Exercise description =
According to the nursing home series entry, how many of the country's 510 worst nursing homes, as identified by the Government Accountability Office, are in Indiana?

1. Provide the title of your story or series and the names of the journalists involved.
This was a series of stories about nursing home care published over the course of the year by our projects team — reporters Heather Gillers (me), Tim Evans and Mark Alesia and Computer-assisted Reporting Coordinator Mark Nichols. None of us are health reporters and we worked on these stories in between other projects. The titles of the individual stories were "CRISIS OF CARE," "$700M — no strings attached — didn't help nursing homes," "Cash flowed in, care lagged," "State often in dark about crime records of nurses" and "Nursing homes dodge scrutiny."
2. List date(s) this work was published or aired.
CRISIS OF CARE, Sunday, March 7, 2010 $700M — no strings attached — didn't help nursing homes, Sunday, March 28, 2010 Cash flowed in, care lagged, Sunday, May 9, 2010 State often in dark about crime records of nurses, Thursday, August 5, 2010, Nursing homes dodge scrutiny, Sunday, August 22, 2010
3. Provide a brief synopsis of the story or stories, including any significant findings.
Indiana nursing homes may be the worst in country. They have fewer aides per patient than nursing homes in any other state. Fifty-two of what the Government Accountability Office considers to be the country's worst 510 nursing homes are in Indiana. Our projects team at The Indianapolis Star looked into why that is. We found that Indiana had handed out more than $100 million of Medicaid money to nursing homes in a quality incentive program that officials later admitted to us was flawed. The program was pitched as a way to incentivize quality but all homes got the same amount of money no matter how poor their care. We found that our local county health department had bought up 39 nursing homes and then diverted more than $200 million in Medicaid funding from them in order to build a hospital — even as the quality of care at those homes dropped. We found that Indiana was failing to take such basic safety measures as doing background checks on the people to whom it issued nurses licenses. And we found that the attorney general had largely ignored his obligation to discipline administrators of dangerously bad nursing homes — even after the homes were flagged by the health department many years in a row.
4. Explain types of documents, data or Internet resources used. Were FOI or public records act requests required? How did this affect the work?
The inspection reports we used for just one of these stories weighed sixty pounds on a bathroom scale. We filed many FOI requests with the state health department, the state's Family and Social Services Administration and CMS federal agencies. We used Microsoft Excel and Access to analyze this data. We examined nationwide electronic data on nursing home inspections from Centers for Medicare and Medicaid in combination with staffing data from the state's Medicaid auditing firm and found that Indiana had fewer aides per resident than any other state. The state's professional licensing agency gave me an Excel file of all nursing and health facility administrator license holders which we analyzed in combination with an Access file of conviction records from Marion County, and found nurses with serious criminal convictions. We analyzed a data file of disciplinary actions by the attorney general in combination with a data file of nursing home inspection reports and found that the attorney general had largely ignored his responsibility to sanction poor nursing home administrators.
5. Explain types of human sources used.
We conducted hundreds of interviews with many many people including state health department officials, state Medicaid officials, federal Medicaid officials, nursing home residents and their families, nursing home administrators, nurses, certified nursing assistants, nursing home chain owners, independent nursing home owners, nursing home trade groups, local and national senior citizen advocacy groups, plaintiff's attorneys, lawmakers, the state attorney general and the governor.

Data records =
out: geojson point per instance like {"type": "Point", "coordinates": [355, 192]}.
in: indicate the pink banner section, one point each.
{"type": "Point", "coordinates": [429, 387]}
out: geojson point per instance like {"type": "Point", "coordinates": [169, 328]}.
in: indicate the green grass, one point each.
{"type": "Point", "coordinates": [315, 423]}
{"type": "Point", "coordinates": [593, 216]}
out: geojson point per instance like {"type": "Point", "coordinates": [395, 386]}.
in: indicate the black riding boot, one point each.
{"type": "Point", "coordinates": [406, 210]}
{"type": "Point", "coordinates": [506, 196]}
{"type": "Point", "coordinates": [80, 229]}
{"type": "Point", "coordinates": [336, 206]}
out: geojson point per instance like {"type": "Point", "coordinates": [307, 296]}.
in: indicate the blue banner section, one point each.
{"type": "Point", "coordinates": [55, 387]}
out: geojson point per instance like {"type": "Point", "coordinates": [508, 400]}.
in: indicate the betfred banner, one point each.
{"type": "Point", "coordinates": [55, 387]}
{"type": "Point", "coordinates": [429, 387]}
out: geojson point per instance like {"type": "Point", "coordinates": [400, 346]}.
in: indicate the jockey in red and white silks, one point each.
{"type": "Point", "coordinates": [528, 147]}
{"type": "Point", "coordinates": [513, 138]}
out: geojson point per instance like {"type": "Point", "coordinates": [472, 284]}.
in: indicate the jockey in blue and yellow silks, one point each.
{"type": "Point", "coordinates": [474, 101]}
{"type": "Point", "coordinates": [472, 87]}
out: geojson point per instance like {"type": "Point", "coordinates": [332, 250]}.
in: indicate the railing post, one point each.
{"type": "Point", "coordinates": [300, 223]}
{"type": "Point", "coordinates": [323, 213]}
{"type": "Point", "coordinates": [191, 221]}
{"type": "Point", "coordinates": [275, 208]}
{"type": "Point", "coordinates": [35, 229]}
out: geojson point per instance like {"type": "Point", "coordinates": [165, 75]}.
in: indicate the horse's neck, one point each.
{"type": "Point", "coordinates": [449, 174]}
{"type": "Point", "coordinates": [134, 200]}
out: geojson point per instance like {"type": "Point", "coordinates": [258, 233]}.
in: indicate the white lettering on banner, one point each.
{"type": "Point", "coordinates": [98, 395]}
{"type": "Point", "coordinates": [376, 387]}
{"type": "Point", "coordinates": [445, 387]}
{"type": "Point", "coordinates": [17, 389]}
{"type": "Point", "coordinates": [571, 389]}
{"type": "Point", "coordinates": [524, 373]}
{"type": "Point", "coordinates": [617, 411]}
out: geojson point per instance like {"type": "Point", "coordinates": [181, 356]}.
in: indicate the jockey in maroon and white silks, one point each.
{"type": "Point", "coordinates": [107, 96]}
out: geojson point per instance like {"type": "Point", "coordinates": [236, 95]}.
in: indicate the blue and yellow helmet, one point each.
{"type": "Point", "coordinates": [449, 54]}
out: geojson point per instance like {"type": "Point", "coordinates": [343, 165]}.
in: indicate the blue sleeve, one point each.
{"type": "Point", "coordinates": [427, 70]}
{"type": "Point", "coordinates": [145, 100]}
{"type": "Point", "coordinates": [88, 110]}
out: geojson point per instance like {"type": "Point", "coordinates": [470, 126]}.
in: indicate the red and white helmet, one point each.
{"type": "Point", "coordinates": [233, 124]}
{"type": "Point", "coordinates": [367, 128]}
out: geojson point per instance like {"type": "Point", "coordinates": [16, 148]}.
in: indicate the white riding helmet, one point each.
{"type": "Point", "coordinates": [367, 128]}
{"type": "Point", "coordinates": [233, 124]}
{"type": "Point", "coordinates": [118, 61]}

Answer to this task =
Fifty-two.